──────── Listed entries ────────

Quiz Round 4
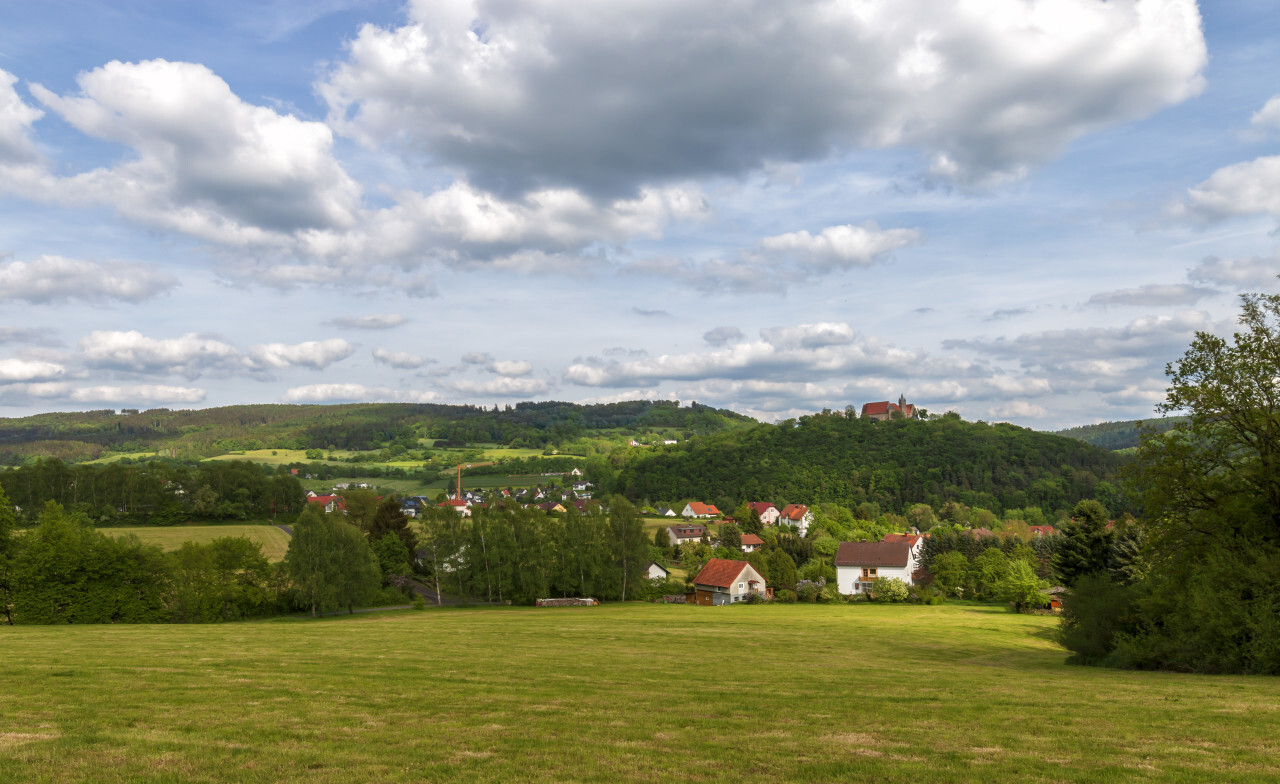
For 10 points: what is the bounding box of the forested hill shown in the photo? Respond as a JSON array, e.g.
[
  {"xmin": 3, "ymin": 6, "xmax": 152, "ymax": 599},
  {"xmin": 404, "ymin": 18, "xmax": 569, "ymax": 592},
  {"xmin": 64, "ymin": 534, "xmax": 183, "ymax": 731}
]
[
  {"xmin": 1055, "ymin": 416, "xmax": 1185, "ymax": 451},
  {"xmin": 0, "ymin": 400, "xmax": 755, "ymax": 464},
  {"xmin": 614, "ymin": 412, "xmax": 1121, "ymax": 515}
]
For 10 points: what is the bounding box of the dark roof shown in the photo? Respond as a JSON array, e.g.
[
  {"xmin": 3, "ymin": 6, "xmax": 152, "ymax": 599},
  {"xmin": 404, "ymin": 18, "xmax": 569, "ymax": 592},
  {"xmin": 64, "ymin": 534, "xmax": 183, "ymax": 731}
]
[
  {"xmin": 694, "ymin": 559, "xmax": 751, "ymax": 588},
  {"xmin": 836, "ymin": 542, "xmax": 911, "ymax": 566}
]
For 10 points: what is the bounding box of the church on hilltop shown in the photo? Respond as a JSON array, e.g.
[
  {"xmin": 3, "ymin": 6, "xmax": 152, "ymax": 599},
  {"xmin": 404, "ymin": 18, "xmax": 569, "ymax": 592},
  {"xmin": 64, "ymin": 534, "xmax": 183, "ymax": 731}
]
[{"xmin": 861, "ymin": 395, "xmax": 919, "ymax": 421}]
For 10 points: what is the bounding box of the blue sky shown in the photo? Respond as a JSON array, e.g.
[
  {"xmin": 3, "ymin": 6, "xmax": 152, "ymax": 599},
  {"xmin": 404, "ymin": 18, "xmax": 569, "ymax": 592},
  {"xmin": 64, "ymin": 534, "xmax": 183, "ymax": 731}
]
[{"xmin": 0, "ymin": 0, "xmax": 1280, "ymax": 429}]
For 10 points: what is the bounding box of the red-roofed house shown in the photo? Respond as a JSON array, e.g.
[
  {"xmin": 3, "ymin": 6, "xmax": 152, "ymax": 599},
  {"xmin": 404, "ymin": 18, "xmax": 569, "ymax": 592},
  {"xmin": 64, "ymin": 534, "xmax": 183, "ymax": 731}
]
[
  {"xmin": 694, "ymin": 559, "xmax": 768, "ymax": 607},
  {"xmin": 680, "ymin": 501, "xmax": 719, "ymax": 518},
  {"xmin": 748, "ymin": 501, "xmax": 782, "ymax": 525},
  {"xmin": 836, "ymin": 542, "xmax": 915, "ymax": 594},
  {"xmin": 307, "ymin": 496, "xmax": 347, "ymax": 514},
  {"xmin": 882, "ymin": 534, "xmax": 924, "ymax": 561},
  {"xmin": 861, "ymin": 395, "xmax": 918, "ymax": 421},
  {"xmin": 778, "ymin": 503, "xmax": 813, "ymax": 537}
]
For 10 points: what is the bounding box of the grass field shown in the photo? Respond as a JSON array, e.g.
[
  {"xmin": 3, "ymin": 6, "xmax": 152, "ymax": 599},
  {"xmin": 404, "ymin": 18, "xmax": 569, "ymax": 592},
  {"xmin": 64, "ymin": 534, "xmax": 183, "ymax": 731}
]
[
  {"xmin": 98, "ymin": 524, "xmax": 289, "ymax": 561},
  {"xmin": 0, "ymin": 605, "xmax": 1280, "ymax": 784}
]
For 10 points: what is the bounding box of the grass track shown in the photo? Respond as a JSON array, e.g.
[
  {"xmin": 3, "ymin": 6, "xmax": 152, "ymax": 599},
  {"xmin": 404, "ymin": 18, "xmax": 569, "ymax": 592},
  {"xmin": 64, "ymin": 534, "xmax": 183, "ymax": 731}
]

────────

#### Your goal:
Count how many lines of the material contain the word "grass". Give only the number.

#### Completed task:
2